> **Problem statement**: Return the records exactly as they appear below, omitting the pictures.
****************
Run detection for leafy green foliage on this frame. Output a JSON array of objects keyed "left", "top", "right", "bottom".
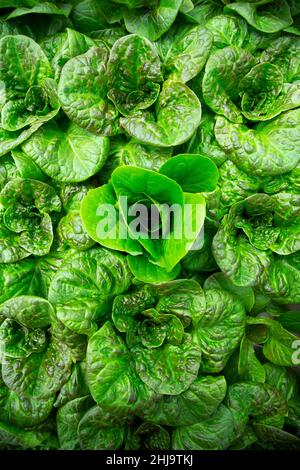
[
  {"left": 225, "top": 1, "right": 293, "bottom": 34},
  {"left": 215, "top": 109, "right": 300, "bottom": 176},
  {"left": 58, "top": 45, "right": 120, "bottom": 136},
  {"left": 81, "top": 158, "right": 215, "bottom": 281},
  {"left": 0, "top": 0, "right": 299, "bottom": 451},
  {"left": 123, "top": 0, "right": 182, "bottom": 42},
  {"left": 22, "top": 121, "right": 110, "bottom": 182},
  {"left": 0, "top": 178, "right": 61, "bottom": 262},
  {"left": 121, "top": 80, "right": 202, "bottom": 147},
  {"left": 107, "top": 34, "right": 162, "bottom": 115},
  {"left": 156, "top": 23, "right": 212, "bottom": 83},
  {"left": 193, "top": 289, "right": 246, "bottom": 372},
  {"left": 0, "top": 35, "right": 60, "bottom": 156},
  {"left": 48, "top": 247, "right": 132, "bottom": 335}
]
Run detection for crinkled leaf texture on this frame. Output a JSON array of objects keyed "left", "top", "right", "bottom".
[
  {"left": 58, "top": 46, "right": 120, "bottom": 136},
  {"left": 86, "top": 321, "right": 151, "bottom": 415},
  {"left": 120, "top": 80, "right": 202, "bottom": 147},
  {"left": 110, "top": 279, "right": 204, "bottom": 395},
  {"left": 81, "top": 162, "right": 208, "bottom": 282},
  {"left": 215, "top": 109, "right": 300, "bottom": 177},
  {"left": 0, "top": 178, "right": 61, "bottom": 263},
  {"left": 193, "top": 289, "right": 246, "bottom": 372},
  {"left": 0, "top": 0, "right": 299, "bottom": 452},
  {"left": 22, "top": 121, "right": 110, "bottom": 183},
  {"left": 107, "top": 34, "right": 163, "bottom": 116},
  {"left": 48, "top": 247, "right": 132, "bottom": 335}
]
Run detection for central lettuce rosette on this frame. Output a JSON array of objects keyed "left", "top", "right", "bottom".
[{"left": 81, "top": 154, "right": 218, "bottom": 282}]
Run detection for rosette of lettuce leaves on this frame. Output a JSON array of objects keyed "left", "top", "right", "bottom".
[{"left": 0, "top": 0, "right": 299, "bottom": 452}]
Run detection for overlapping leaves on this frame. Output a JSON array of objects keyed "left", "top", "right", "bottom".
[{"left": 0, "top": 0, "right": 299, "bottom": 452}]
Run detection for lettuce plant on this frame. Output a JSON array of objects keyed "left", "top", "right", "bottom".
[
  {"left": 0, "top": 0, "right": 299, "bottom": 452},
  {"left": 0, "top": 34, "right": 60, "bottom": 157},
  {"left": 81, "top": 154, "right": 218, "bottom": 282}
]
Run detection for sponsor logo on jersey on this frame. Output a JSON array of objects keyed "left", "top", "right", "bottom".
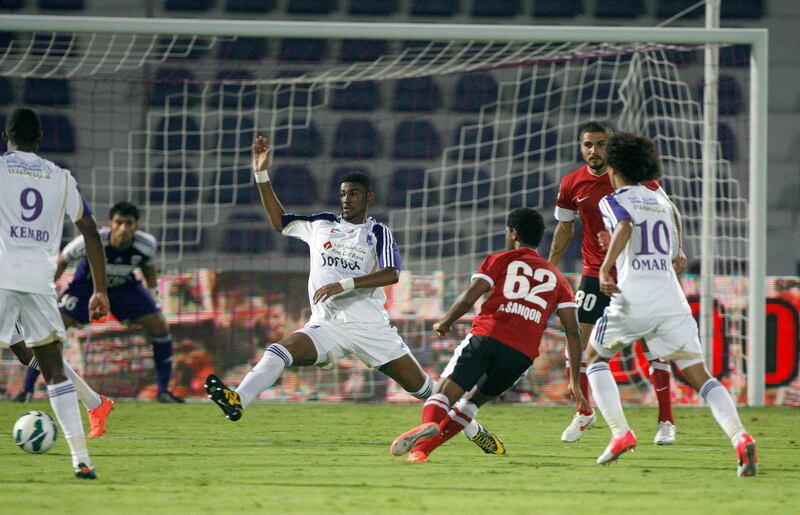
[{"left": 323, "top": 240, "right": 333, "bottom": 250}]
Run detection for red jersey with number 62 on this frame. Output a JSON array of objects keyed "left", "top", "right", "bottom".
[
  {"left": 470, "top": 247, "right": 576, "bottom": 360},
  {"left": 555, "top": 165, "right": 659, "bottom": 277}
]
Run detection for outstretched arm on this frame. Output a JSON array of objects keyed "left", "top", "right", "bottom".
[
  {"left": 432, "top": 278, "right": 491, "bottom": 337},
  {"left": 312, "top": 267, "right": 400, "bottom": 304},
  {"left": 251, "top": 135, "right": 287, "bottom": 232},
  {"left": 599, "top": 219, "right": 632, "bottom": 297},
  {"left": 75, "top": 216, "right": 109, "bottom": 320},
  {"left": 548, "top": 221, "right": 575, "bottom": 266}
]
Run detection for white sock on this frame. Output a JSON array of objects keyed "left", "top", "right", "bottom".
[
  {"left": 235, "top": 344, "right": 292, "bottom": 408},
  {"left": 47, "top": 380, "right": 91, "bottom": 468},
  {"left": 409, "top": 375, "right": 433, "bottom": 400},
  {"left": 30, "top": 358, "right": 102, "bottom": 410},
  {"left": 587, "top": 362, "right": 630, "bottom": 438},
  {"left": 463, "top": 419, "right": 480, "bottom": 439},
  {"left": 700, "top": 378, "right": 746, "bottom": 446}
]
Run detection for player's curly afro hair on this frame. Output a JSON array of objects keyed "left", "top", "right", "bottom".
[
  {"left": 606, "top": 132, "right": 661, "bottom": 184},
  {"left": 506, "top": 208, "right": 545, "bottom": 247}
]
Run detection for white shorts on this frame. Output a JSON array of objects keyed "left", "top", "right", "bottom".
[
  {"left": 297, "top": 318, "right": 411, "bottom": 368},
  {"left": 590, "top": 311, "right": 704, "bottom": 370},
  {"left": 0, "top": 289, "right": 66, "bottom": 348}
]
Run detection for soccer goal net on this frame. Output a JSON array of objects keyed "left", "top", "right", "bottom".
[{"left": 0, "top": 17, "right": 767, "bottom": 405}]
****************
> **Your solution**:
Run detection for leafy green foliage on this frame. Output a JSON array of objects keyed "left", "top", "right", "bottom".
[
  {"left": 225, "top": 1, "right": 293, "bottom": 34},
  {"left": 215, "top": 109, "right": 300, "bottom": 176},
  {"left": 58, "top": 45, "right": 120, "bottom": 136},
  {"left": 81, "top": 158, "right": 215, "bottom": 281},
  {"left": 0, "top": 0, "right": 299, "bottom": 451},
  {"left": 123, "top": 0, "right": 182, "bottom": 42},
  {"left": 22, "top": 121, "right": 110, "bottom": 182},
  {"left": 0, "top": 178, "right": 61, "bottom": 262},
  {"left": 121, "top": 80, "right": 202, "bottom": 147},
  {"left": 107, "top": 34, "right": 162, "bottom": 115},
  {"left": 156, "top": 23, "right": 212, "bottom": 83},
  {"left": 193, "top": 289, "right": 246, "bottom": 372},
  {"left": 0, "top": 35, "right": 60, "bottom": 156},
  {"left": 48, "top": 247, "right": 132, "bottom": 335}
]
Run detection for crinkled leaf texture on this frame. Output a JSON array of objects keyed "left", "top", "right", "bottom".
[
  {"left": 58, "top": 46, "right": 120, "bottom": 136},
  {"left": 86, "top": 321, "right": 151, "bottom": 415},
  {"left": 120, "top": 80, "right": 202, "bottom": 147},
  {"left": 110, "top": 279, "right": 204, "bottom": 395},
  {"left": 81, "top": 162, "right": 208, "bottom": 282},
  {"left": 215, "top": 109, "right": 300, "bottom": 177},
  {"left": 0, "top": 178, "right": 61, "bottom": 263},
  {"left": 193, "top": 289, "right": 246, "bottom": 372},
  {"left": 0, "top": 0, "right": 299, "bottom": 452},
  {"left": 22, "top": 121, "right": 110, "bottom": 183},
  {"left": 107, "top": 34, "right": 163, "bottom": 116},
  {"left": 48, "top": 247, "right": 132, "bottom": 335}
]
Run detection for central lettuce rosette on this frame. Output a JSON array of objects keyed "left", "top", "right", "bottom".
[{"left": 81, "top": 154, "right": 218, "bottom": 282}]
Run detection for rosette of lettuce leaves on this frame. Output a JSON array of objects keyed "left", "top", "right", "bottom".
[{"left": 0, "top": 0, "right": 299, "bottom": 452}]
Run detection for overlapping leaves on this frame. Output a JSON array of objects keyed "left", "top", "right", "bottom".
[{"left": 0, "top": 0, "right": 299, "bottom": 452}]
Run detection for lettuce plant on this frame. Output a JSON array of objects keyed "left", "top", "right", "bottom".
[
  {"left": 0, "top": 0, "right": 299, "bottom": 452},
  {"left": 0, "top": 34, "right": 60, "bottom": 157},
  {"left": 81, "top": 154, "right": 218, "bottom": 282}
]
Run detection for sponsor logo on jersey on this frame. Output a JSON array of objects keyed "left", "top", "right", "bottom".
[{"left": 323, "top": 240, "right": 333, "bottom": 250}]
Run detection for red jersey with number 62 on this frame. Output a JSON array of objects keyed "left", "top", "right", "bottom".
[
  {"left": 470, "top": 247, "right": 576, "bottom": 360},
  {"left": 555, "top": 165, "right": 659, "bottom": 277}
]
Run detection for outstretched arm on this frame. Output a JSON array of objects keyed "left", "top", "right", "bottom".
[
  {"left": 432, "top": 278, "right": 491, "bottom": 337},
  {"left": 312, "top": 267, "right": 400, "bottom": 304},
  {"left": 251, "top": 135, "right": 287, "bottom": 232},
  {"left": 599, "top": 219, "right": 632, "bottom": 297},
  {"left": 75, "top": 216, "right": 109, "bottom": 320},
  {"left": 548, "top": 221, "right": 575, "bottom": 266}
]
Run detection for white sock on this frame. Output a JSON array of objects keyed "left", "top", "right", "bottom".
[
  {"left": 235, "top": 344, "right": 292, "bottom": 408},
  {"left": 47, "top": 380, "right": 91, "bottom": 468},
  {"left": 409, "top": 375, "right": 433, "bottom": 400},
  {"left": 30, "top": 358, "right": 102, "bottom": 410},
  {"left": 587, "top": 362, "right": 630, "bottom": 438},
  {"left": 463, "top": 419, "right": 480, "bottom": 439},
  {"left": 700, "top": 378, "right": 746, "bottom": 446}
]
Run detection for player's curly afro hair on this frame. Output a JSON array of objects keyed "left", "top", "right", "bottom".
[
  {"left": 606, "top": 132, "right": 661, "bottom": 184},
  {"left": 506, "top": 208, "right": 545, "bottom": 247}
]
Run detection for white shorts on this frame. Output a JSON array of objects keyed "left", "top", "right", "bottom".
[
  {"left": 297, "top": 318, "right": 411, "bottom": 368},
  {"left": 590, "top": 311, "right": 704, "bottom": 370},
  {"left": 0, "top": 289, "right": 66, "bottom": 348}
]
Run detection for soccer goal net on this frame. Output a JSON array of objects keyed "left", "top", "right", "bottom".
[{"left": 0, "top": 17, "right": 767, "bottom": 405}]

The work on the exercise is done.